Records from a collection
◆ ◆ ◆

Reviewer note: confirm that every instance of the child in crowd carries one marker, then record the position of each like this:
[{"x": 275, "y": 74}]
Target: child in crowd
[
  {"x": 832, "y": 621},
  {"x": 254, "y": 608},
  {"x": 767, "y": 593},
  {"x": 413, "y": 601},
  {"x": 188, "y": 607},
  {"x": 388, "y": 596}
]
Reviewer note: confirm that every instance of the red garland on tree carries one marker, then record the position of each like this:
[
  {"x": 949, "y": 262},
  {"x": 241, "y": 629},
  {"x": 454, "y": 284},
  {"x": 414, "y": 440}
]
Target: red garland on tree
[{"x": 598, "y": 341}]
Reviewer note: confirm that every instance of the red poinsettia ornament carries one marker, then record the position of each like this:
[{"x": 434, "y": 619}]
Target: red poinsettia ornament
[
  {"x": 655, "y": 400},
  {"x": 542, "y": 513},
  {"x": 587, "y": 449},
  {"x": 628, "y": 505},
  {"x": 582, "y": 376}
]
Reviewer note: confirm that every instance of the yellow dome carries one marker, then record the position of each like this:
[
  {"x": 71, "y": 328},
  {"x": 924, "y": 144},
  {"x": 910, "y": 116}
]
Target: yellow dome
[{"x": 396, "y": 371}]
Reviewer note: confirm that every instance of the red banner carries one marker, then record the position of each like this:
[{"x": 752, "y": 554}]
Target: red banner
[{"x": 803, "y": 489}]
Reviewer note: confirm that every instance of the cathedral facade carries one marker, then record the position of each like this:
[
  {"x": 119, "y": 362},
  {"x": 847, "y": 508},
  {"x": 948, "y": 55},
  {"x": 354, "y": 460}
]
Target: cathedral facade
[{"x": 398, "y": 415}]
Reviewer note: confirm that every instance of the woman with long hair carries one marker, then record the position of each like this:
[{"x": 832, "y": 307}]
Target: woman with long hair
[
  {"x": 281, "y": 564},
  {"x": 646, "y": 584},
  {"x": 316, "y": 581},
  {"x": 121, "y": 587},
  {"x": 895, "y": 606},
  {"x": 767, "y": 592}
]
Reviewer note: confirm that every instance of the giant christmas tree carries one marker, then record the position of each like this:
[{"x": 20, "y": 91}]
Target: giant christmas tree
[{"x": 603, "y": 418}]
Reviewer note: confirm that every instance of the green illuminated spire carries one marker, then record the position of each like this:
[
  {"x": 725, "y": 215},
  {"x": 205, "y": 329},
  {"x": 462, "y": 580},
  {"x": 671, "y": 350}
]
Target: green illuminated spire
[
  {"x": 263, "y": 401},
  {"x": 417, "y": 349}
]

◆ ◆ ◆

Your goal: Return all of the records above line for line, without changing a single character.

Written answer:
Reviewer note: confirm that every instance of the child in crowd carries one marker, then record the position of each like this:
[{"x": 275, "y": 74}]
Target: child in crowd
[
  {"x": 832, "y": 621},
  {"x": 254, "y": 608},
  {"x": 767, "y": 593},
  {"x": 413, "y": 601},
  {"x": 188, "y": 607},
  {"x": 388, "y": 596}
]
Reviewer note: confirm that every instance of the red garland on tree carries one marker, then record the position of each like this:
[
  {"x": 949, "y": 262},
  {"x": 241, "y": 629},
  {"x": 454, "y": 284},
  {"x": 414, "y": 440}
]
Target: red garland on tree
[{"x": 598, "y": 341}]
Reviewer note: confirm that every instance of the red poinsettia ornament carries one marker, then record the position of each like this:
[{"x": 434, "y": 619}]
Target: red poinsettia ornament
[
  {"x": 655, "y": 400},
  {"x": 542, "y": 513},
  {"x": 587, "y": 449},
  {"x": 628, "y": 505},
  {"x": 582, "y": 376}
]
Reviewer note: confirm that every instance of the yellow dome carries one marker, then record the position of each like this:
[
  {"x": 71, "y": 328},
  {"x": 924, "y": 144},
  {"x": 910, "y": 116}
]
Target: yellow dome
[{"x": 396, "y": 371}]
Reviewer note: confirm that every instance of the red banner carries one marker, then record the position of each like this:
[{"x": 752, "y": 554}]
Target: red banner
[{"x": 803, "y": 489}]
Reviewer note: confirm that every instance of the cathedral facade carries one marker, then record the position of each like this:
[
  {"x": 119, "y": 362},
  {"x": 847, "y": 508},
  {"x": 948, "y": 55},
  {"x": 354, "y": 460}
]
Target: cathedral facade
[{"x": 398, "y": 415}]
Reviewer note: confirm that every instance of the woman with long hair carries one marker, then record the position of each like this:
[{"x": 832, "y": 307}]
Target: woman with long hair
[
  {"x": 281, "y": 564},
  {"x": 646, "y": 584},
  {"x": 316, "y": 581},
  {"x": 121, "y": 587},
  {"x": 895, "y": 606},
  {"x": 767, "y": 592}
]
Reviewer note: confirm that every instance of the giant christmas tree carries one marker, then record the position of each like this:
[{"x": 20, "y": 91}]
Target: giant christmas tree
[{"x": 603, "y": 418}]
Reviewer note: confirm that every instance of the green illuminated spire carries one marker, then record the position of each like this:
[
  {"x": 725, "y": 215},
  {"x": 205, "y": 329},
  {"x": 462, "y": 580},
  {"x": 671, "y": 350}
]
Target: green illuminated spire
[
  {"x": 263, "y": 401},
  {"x": 417, "y": 349}
]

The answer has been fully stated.